Latinos and HIV/AIDS: A Call to Arms for Gay and Bisexual Men
October 15, 2012 by Guest contributor
This post comes from Daniel Montoya, Deputy Executive Director of the National Minority AIDS Council:
Twenty-five years ago, I was a young gay man living and attending college in Austin, Texas. While Austin was and is a relatively progressive city, in the mid-80s, it seemed a world away from the gay meccas of San Francisco and New York City. Coming out was not an easy process, and living as an openly gay man posed a whole host of challenges. Still, it was important to me to be truthful about who I was and fight for full equality. At the time, I never could have imagined the huge strides that our community would make over the next two and a half decades.
As a young gay man attending college in Austin, I also experienced what had become a right of passage for so many gay men of my generation – I was diagnosed with HIV. At the time, very little treatment was available. AZT had just been approved, but its affects were extremely toxic and the life expectancy of someone diagnosed with HIV was terrifyingly short. Once again, I could not have imagined the monumental advances that would be made in the treatment and prevention of HIV that today have kept me healthy and placed us in the position to realistically envision an end to this terrible epidemic.

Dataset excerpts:

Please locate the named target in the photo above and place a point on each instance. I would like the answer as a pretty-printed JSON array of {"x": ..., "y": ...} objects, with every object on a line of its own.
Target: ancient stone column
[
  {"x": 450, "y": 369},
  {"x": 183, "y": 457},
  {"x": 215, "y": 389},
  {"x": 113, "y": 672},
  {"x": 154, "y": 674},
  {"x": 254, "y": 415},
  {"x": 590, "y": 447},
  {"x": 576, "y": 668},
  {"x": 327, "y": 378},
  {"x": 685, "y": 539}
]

### WORK INSTRUCTIONS
**A)** Copy the post on Latinos and HIV/AIDS, starting with "As a young gay man attending" and going on through "this terrible epidemic.", and substitute "the drug" for "AZT".
**B)** Continue the post on Latinos and HIV/AIDS from its last sentence.

### ANSWER LIST
**A)**
As a young gay man attending college in Austin, I also experienced what had become a right of passage for so many gay men of my generation – I was diagnosed with HIV. At the time, very little treatment was available. the drug had just been approved, but its affects were extremely toxic and the life expectancy of someone diagnosed with HIV was terrifyingly short. Once again, I could not have imagined the monumental advances that would be made in the treatment and prevention of HIV that today have kept me healthy and placed us in the position to realistically envision an end to this terrible epidemic.

**B)**
Unfortunately, while much has changed, one thing has remained constant. Gay and bisexual men, as well as transgender women, continue to be the populations most severely impacted by HIV, especially gay men of color. In 2009, gay and bisexual men accounted for 61 percent of all new HIV infections. The trends are even more alarming for young gay men. Those between the ages of 13 and 29 accounted for 69 percent of all new HIV infections in that age group and 44 percent of all new HIV infections among gay and bisexual men. Latino gay and bisexual men are the second most heavily impacted population in the U.S., behind black gay men.
October 15 is National Latino AIDS Awareness Day (NLAAD), an important opportunity to highlight the issues that fuel the epidemic and persistent health disparities facing the Latino community. As a gay Latino man who has been living with HIV for almost 25 years, I understand all too well the factors that contribute to the disproportionate impact of HIV/AIDS on Latinos, some of which apply to other communities of color like poverty, increased incarceration rates, access to quality health care, and others like language barriers, which mostly affect communities with high immigrant populations. And while there is no singular “Latino culture,” the general premium placed on machismo may also serve to further stigmatize gay Latino men, increasing their vulnerability to HIV.
Awareness days like NLAAD provide occasions to raise the profile of issues that drive epidemics among specific populations, but they do much more. NLAAD reminds us all that HIV/AIDS continues to be a major public health crisis in this country, both for communities of color and in particular for gay and bisexual men. We have the tools to solve the crisis, but not without the commitment and dedicated action of the American public, especially those that are most vulnerable to HIV. Last week, NMAC unveiled the Declaration to End HIV/AIDS in America, asking organizations and individuals to join us in the fight to end this epidemic. Today, as a Latino gay man living with HIV, I renew my commitment to doing everything in my power to make HIV/AIDS history. I hope that you will join me.